§ Your tasks:
a) In the note on PZ's third-quarter results, what new target price is given for the stock?
b) Copy the passage of the note on PZ's third-quarter results that runs from "Gross and EBIT margins also" to "FX induced pressures.", word for word.
c) Extend the note on PZ's third-quarter results by writing what follows its final sentence.

— START OF Supplied text —

The key factors that management recently informed us are responsible for the current revenue challenge include (1) weak consumer’s discretionary income, with subdued buying levels, (2) increased local competition, amidst improved dollar availability to importers, and (3) lower cross border sales, affected by Sudan (inflation recently hit 54%), wherein currency devaluation impacted adversely on discretionary spending.
Gross and EBIT margins also weakened on y/y (412 bps and 602 bps respectively) and q/q (148 bps and 49 bps respectively) bases. Management mentioned in a recent trading update that intense competition is resulting in lower prices and margins in some product categories. We should state that compared to UNILEVER, PZ’s margins are yet to recover from the 2015/16 and 2016/17 FX induced pressures.
Compared to our estimate, the published Q3-18 gross and EBIT margins are lower by 149 bps and 285 bps respectively. Although opex was lower than we estimated, the ratio was higher, owing to lower revenue outturn.
We have rolled forward our model estimates and valuation to 2019E. Hence, impact of the above changes to estimates was insignificant on the stock’s TP (NGN15.13, vs. NGN15.19 previously). SELL rating maintained.

— END OF Supplied text —
— START OF Provided information —

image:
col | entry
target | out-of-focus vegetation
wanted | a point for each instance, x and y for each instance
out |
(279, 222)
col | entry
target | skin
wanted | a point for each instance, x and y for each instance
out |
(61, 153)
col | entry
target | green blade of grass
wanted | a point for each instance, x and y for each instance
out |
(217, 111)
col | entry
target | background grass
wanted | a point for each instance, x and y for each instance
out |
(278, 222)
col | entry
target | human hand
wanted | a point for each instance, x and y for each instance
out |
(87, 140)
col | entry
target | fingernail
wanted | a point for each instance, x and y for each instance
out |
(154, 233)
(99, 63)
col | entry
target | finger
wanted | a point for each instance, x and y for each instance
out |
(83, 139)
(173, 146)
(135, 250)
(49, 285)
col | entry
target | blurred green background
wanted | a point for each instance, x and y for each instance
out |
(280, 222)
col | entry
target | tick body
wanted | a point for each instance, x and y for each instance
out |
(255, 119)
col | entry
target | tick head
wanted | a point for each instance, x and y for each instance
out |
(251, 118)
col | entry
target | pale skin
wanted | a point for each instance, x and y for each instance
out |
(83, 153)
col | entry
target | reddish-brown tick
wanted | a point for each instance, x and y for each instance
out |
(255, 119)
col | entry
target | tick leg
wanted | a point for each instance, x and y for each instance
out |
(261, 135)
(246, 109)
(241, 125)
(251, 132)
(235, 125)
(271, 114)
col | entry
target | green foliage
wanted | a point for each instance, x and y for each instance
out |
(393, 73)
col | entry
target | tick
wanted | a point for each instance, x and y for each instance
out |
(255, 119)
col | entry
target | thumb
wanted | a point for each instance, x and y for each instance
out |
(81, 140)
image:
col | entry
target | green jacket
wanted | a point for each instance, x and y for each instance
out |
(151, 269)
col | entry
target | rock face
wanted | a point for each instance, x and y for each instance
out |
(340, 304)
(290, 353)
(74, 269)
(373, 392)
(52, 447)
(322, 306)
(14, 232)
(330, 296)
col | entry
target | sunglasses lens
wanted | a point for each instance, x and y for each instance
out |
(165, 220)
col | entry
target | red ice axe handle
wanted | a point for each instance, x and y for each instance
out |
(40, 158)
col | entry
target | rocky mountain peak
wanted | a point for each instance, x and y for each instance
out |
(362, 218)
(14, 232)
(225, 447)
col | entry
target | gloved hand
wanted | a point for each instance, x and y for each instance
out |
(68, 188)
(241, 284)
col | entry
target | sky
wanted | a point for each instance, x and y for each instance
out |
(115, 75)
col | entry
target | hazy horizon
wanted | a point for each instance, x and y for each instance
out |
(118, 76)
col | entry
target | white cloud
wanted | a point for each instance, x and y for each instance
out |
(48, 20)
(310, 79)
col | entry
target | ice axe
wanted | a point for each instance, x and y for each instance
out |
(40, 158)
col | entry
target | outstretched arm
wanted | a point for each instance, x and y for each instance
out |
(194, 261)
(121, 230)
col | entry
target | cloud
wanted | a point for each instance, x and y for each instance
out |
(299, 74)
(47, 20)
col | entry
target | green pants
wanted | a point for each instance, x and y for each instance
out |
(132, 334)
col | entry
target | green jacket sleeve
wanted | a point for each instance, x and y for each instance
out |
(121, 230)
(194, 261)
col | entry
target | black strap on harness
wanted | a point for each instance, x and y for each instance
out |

— END OF Provided information —

§ Exercise results:
a) NGN15.13, down from NGN15.19.

b)
Gross and EBIT margins also weakened on y/y (412 bps and 602 bps respectively) and q/q (148 bps and 49 bps respectively) bases. Management mentioned in a recent trading update that intense competition is resulting in lower prices and margins in some product categories. We should state that compared to UNILEVER, PZ’s margins are yet to recover from the 2015/16 and 2016/17 FX induced pressures.

c)
Unilever Nigeria Plc – Sell
Unilever ended an impressive 2017FY with a strong Q4 performance. The full year revenue (+30% y/y), EBITDA (+107% y/y), and net profit (+143%) of NGN90.77 billion, NGN17.28 billion, and NGN7.45 billion beat consensus NGN89.49 billion, NGN13.46 billion, and NGN5.7 billion respectively. The result was broadly consistent with our estimates, except for wider variance on finance income and effective tax lines. The board proposed a final dividend of NGN0.50/s (28% payout vs. our 20% estimate), equating to a yield of 0.9% on the market price as at the day of result release.
Revenue growth of 8.7% y/y was below the average of 39% recorded quarterly between Q1-Q3. And compared to Q3, revenue was lower by 10%, the first in two years. Given that average price in Q4-17 was higher compared to Q4-16 by more than the rate of revenue growth, it is our view that the effect of seasonality on volume did not happen. . We can confirm from the recent result published by a close competitor in the HPC business, that the bigger players are faced with strong competition from smaller players, whose activities have been strengthened by improved dollar liquidity. The growth of Food revenue dropped from 23% quarterly average to 3% while HPC fell to 14%, from 56% average. Both segments recorded 8% q/q and 12% q/q revenue declines, respectively.
Gross margin expanded by 660 bps y/y and 338 bps q/q respectively to 35% – the highest since Q1-16. The gross margin, which is close to the pre-2016 average of c.36%, was achieved through reduction in per unit production cost (we estimate 4% q/q). EBIT margin expanded lesser on y/y basis (391 bps), following a (1) 23% y/y increase in operating expenses and (2) negative other income (vs. NGN120 million in Q4-16).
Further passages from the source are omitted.